▸ Problem description
Which lines below include the string "metal"? Please show each one.

▸ Record excerpts
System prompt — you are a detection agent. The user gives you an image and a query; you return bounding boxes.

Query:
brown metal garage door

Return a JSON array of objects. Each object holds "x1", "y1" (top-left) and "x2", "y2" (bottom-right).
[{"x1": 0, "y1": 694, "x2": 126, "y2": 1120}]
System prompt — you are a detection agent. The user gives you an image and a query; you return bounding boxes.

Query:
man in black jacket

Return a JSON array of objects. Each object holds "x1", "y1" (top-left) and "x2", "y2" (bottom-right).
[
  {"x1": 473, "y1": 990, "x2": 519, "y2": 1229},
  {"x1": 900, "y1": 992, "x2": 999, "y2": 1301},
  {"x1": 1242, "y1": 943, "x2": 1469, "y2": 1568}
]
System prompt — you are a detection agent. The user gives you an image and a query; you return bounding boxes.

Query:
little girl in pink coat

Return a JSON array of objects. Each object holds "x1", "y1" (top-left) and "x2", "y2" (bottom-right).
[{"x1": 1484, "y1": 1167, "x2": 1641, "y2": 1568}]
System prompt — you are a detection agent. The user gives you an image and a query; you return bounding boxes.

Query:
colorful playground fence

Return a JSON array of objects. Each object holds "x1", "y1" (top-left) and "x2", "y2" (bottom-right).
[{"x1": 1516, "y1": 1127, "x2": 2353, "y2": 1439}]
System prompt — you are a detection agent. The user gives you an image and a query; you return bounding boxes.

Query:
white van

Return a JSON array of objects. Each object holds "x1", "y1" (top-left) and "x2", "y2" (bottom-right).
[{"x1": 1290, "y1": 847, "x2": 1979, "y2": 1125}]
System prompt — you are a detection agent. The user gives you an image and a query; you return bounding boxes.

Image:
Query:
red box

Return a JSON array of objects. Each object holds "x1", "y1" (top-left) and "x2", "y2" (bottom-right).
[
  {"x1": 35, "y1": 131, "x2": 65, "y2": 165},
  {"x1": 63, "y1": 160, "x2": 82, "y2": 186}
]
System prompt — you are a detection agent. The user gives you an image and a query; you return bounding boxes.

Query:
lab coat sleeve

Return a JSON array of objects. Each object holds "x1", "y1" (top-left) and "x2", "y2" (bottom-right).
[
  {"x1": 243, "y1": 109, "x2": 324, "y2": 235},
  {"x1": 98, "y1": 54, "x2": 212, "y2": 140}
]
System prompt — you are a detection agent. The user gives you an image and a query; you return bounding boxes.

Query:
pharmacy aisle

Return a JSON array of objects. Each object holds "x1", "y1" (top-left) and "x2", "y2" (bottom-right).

==

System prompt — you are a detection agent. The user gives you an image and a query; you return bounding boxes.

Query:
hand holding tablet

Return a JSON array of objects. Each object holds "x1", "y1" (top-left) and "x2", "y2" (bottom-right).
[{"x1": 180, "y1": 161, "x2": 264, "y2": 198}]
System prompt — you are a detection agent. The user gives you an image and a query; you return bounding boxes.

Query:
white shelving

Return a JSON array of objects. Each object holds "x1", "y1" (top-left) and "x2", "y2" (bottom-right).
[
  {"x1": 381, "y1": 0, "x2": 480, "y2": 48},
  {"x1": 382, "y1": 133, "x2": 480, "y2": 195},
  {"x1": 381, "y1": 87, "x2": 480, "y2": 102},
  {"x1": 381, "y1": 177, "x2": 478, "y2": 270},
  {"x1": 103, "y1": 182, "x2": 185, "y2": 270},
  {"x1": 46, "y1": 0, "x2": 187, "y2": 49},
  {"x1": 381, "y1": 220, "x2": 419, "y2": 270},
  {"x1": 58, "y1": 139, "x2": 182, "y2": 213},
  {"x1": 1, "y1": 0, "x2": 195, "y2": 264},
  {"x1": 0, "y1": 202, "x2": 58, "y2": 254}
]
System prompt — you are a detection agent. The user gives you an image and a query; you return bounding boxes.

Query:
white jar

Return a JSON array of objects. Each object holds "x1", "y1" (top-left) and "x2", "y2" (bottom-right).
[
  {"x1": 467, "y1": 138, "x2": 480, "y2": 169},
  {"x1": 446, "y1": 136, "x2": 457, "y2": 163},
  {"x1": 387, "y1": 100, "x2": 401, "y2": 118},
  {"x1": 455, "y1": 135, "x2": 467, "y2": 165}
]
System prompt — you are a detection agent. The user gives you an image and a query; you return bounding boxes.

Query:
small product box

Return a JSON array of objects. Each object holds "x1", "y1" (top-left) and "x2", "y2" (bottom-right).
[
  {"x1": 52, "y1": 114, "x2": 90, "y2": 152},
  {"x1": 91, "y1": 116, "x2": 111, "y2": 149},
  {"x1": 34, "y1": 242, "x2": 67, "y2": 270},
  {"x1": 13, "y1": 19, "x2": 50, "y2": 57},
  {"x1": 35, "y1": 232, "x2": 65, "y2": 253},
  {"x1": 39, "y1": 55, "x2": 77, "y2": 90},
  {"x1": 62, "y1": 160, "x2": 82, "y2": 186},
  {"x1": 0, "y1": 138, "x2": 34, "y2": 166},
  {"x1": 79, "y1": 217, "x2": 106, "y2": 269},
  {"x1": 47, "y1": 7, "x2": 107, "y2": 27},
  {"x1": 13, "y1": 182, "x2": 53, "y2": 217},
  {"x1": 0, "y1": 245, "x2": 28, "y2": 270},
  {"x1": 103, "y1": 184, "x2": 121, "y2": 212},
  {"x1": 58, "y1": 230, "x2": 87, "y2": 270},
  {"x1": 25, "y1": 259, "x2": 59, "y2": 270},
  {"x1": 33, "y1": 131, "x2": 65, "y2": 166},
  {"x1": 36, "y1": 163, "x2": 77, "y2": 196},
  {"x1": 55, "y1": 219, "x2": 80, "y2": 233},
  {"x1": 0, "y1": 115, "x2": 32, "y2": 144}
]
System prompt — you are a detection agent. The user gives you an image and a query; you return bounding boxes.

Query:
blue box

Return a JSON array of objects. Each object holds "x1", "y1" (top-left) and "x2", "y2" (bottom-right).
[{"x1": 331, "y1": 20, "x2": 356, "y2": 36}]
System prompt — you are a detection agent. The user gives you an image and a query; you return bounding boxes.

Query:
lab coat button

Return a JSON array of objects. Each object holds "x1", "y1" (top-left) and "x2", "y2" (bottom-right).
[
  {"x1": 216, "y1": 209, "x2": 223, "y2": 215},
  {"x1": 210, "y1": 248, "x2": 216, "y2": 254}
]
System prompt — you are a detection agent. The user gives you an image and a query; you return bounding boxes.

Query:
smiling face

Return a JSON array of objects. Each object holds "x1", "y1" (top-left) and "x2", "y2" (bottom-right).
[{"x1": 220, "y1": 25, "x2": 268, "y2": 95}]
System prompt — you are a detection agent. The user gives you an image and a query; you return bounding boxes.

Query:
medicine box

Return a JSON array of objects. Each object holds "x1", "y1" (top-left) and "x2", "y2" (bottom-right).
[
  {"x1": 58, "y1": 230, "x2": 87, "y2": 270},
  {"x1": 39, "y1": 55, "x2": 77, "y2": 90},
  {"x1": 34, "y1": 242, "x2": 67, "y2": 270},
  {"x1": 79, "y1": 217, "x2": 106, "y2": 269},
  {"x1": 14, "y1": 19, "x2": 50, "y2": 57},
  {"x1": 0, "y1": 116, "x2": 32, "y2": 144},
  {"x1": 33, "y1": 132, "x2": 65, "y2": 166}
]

--

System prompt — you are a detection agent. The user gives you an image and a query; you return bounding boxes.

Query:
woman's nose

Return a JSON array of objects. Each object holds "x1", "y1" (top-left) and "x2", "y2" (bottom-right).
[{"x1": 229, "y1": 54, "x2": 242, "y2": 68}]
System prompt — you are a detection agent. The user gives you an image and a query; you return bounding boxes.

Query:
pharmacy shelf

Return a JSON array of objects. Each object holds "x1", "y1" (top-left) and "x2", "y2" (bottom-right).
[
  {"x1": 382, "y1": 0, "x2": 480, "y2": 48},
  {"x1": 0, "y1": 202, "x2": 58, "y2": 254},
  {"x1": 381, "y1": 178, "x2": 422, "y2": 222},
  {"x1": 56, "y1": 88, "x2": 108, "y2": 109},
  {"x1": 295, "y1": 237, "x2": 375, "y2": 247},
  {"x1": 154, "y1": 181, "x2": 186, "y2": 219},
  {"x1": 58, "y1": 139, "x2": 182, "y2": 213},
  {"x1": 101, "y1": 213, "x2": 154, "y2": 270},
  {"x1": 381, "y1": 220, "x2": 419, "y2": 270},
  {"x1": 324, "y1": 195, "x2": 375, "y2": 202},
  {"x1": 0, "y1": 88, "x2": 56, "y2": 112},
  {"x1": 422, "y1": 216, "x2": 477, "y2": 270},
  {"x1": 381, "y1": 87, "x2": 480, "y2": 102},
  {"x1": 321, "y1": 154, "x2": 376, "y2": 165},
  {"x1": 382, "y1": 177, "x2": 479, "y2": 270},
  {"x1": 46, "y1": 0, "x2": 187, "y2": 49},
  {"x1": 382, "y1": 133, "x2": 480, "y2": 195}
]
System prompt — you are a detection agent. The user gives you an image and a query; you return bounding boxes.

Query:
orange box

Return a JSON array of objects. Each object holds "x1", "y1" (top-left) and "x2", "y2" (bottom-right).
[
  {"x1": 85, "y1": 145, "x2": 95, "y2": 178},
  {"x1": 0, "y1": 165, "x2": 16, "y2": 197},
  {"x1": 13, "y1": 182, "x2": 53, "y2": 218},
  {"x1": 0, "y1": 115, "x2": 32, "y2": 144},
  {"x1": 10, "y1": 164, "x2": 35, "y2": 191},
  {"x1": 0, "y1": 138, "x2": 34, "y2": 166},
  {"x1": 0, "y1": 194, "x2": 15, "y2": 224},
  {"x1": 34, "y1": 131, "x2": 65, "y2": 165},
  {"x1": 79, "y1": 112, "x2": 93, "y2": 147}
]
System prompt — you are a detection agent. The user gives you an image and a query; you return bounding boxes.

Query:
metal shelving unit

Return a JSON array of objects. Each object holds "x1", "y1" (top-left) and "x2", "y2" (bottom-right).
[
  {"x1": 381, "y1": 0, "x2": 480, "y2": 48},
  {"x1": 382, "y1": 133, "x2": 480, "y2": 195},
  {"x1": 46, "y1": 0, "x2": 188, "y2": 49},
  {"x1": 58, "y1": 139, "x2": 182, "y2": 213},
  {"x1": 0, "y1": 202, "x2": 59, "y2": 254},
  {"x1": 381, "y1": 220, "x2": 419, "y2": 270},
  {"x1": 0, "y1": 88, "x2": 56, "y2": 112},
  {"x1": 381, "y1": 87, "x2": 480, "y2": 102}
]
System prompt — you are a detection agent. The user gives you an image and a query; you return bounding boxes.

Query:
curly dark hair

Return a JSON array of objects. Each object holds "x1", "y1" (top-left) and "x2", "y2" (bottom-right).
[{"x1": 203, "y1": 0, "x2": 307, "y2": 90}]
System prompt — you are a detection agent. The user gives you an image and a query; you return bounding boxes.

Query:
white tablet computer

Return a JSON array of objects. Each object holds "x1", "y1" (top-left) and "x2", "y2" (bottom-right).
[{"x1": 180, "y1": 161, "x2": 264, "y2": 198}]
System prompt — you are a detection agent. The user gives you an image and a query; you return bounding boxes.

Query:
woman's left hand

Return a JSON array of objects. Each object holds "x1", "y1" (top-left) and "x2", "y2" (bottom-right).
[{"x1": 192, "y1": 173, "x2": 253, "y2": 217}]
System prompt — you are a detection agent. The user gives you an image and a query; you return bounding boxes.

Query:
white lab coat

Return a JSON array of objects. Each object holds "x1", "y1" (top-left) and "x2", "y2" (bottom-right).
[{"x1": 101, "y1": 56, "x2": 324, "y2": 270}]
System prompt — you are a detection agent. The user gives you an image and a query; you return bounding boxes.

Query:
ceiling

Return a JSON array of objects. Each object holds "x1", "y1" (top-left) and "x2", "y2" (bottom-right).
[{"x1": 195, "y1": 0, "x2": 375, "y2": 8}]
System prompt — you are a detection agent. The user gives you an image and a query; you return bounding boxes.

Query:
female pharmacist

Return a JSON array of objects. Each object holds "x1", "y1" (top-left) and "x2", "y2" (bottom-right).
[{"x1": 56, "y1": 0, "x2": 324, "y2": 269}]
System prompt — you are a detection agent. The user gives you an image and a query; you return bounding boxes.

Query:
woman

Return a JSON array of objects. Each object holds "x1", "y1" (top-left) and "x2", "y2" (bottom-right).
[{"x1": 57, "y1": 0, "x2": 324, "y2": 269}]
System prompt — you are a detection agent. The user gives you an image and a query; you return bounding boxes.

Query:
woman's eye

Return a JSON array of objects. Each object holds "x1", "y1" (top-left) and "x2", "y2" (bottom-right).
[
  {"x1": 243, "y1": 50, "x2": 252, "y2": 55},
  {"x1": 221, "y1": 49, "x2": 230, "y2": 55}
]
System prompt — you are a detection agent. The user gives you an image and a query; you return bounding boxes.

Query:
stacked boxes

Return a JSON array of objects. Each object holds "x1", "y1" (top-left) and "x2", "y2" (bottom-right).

▸ Task solution
brown metal garage door
metal shelving unit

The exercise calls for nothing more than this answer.